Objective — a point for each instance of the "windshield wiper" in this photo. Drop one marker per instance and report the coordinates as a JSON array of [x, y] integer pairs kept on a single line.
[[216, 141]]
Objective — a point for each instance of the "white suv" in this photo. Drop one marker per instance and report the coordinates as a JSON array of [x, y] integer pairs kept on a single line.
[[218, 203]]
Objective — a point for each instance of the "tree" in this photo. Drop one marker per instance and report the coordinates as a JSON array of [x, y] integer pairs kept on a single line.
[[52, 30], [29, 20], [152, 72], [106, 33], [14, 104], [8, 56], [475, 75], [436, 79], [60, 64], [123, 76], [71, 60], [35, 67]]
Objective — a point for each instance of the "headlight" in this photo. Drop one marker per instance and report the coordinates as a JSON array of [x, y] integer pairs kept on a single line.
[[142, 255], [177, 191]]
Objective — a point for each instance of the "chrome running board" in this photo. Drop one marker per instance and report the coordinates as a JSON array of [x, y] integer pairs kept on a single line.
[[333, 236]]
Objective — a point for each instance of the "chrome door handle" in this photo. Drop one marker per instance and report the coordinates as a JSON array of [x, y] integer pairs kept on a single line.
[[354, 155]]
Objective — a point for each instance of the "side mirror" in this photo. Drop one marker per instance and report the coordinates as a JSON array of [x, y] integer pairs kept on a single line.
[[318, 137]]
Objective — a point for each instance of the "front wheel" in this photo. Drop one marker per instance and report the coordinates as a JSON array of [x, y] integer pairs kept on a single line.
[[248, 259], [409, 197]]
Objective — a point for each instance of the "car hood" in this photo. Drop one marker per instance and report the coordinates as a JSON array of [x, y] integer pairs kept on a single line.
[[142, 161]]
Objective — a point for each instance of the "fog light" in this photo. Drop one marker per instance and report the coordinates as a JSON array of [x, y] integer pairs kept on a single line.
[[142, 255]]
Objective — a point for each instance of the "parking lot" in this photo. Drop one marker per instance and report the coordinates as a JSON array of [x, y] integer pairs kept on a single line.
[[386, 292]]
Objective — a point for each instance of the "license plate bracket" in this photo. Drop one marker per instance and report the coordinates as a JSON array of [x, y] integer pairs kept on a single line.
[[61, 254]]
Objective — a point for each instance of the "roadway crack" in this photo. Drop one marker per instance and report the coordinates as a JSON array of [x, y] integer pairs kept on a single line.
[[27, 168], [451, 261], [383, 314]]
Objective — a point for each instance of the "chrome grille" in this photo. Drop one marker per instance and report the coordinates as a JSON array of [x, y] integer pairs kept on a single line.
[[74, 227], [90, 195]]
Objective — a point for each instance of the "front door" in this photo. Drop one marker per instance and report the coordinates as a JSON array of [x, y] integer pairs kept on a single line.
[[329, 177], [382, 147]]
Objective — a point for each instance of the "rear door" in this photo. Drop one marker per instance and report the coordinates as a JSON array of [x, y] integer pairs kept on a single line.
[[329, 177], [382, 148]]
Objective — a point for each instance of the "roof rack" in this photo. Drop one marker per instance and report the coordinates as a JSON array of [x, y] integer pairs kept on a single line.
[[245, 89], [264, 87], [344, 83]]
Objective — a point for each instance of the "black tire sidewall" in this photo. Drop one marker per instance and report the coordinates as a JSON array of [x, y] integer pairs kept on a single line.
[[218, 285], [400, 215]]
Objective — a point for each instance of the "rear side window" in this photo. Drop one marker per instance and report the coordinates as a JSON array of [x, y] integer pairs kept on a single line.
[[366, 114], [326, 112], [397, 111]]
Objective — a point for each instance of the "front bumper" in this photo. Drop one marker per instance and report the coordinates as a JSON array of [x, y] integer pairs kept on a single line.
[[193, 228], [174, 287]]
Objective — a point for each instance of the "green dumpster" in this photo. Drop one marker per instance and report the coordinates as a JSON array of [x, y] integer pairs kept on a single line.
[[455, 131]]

Aim –
Repeat all the items above with "Objective" swapped out for "Goal", keeping everything else the same.

Answer to the exercise –
Goal — a point for each instance of the "windshield wiper" in this photo. Drop one marker per instance and report the coordinates as a JSON array of [x, y] integer pairs kept on a single line.
[[216, 141]]
Goal — a point for each instance of the "white suv" in this photo. Drop one marker per instance and report the coordinates as a JSON array of [x, y] integer pairs kept on a single line.
[[218, 203]]
Goal — a point for each instance of the "tree" in this photo. Drop one marker per instance and report the coordinates as a JSON array of [x, y] integer pairs kept on a single line.
[[52, 30], [29, 20], [152, 72], [106, 33], [14, 104], [8, 56], [475, 75], [436, 79], [60, 64], [123, 76], [71, 60], [35, 67]]
Goal — a point for each instance of the "headlight" in this photo. Drop one marker per instance and report the coordinates as a JSON array of [x, y] integer pairs kept on a single line.
[[142, 255], [177, 191]]
Goal — a point for each instance of the "chrome running board" in this photo. Drop one marker per instance and report the coordinates as a JSON array of [x, y] integer pairs kept on a single line.
[[333, 236]]
Goal — a point for each instance of the "chrome door handle" in this photo. Drop one marker per instance and report the coordinates as a JSON array of [x, y] integer pairs kept on a single line.
[[354, 155]]
Goal — a point for each instance of the "side mirror" in this photo. Drop one marker per instance and report the coordinates as a JSON array of [x, y] integer pairs kept on a single line.
[[318, 137]]
Goal — a point for each instance of the "front wheel" in this photo. Drop one marker per instance and report the coordinates as a JSON array of [x, y] integer pairs kept on a single line.
[[248, 259], [409, 197]]
Goal — a point for each instance of the "car hood" in this photo. Drop one marker per instance and report the coordinates as a JSON array of [x, y] integer pairs kept on a single line.
[[142, 161]]
Goal — a point for each instance of the "fog light" in this photo. Drop one marker per instance and report the coordinates as a JSON array of [x, y] integer pairs kept on a single line.
[[142, 255]]
Goal — a point for each instance of the "parking lot" in this photo. Drop one marker per instance and report the coordinates as a JSON array of [x, y] integer pairs kept on a single line.
[[386, 292]]
Goal — a point for each instance of the "license plate bracket" in this photo. Drop one marker per instance and report the coordinates as a JSON array of [x, y] integer pairs kept on a single line.
[[61, 254]]
Goal — a point for each instance of the "roadway crack" in this photo. Drop one marker per instance and report the coordinates as a JSON array of [x, y] integer pairs kept on a single line.
[[27, 168], [451, 261], [383, 314]]
Goal — a point for each instance of the "chrome grille" in this photo. Drop one marker per instance and report the coordinates as a JSON array of [x, y] integer pairs kept on a single line.
[[74, 227], [90, 195]]
Goal — a point for each instance of the "front door" in this photo. Drop one marker per instance and report the coordinates as a JSON array of [x, y] integer pairs kept on a single line.
[[329, 177], [382, 147]]
Goal — a point for each instance of the "rear door" in this photo. Drop one marker per instance and report the coordinates as a JSON array of [x, y] integer pairs kept on a single line.
[[329, 177], [382, 148]]
Goal — a point for each instance of the "roof rack" in this photo. Drop one marker per instance and report the coordinates as a JSON array of [x, y] integer pairs kept on a single line.
[[245, 89], [264, 87], [344, 83]]
Goal — a point for each instance of the "black tire sidewall" in this photo. Drop one marker per instance and report the coordinates as a JSON array of [x, y] integer pairs kept on a single line.
[[218, 285], [400, 215]]
Goal — a point for each instance of the "rear side window" in this photo. Drop one marker per instance and report the coordinates as a JSON array of [x, y] integer pairs kept on a single line.
[[366, 114], [326, 112], [397, 111]]
Goal — a point for each instance of the "front bumper" in this photo. Drop one marker per instance and report the coordinates as a JSON array of [x, y] integer pairs kept on a single line.
[[193, 228], [174, 287]]
Goal — a point for each instance of the "green dumpster" in this photo. Drop one marker per instance and report the coordinates as a JSON array of [x, y] integer pairs kept on a single line.
[[455, 131]]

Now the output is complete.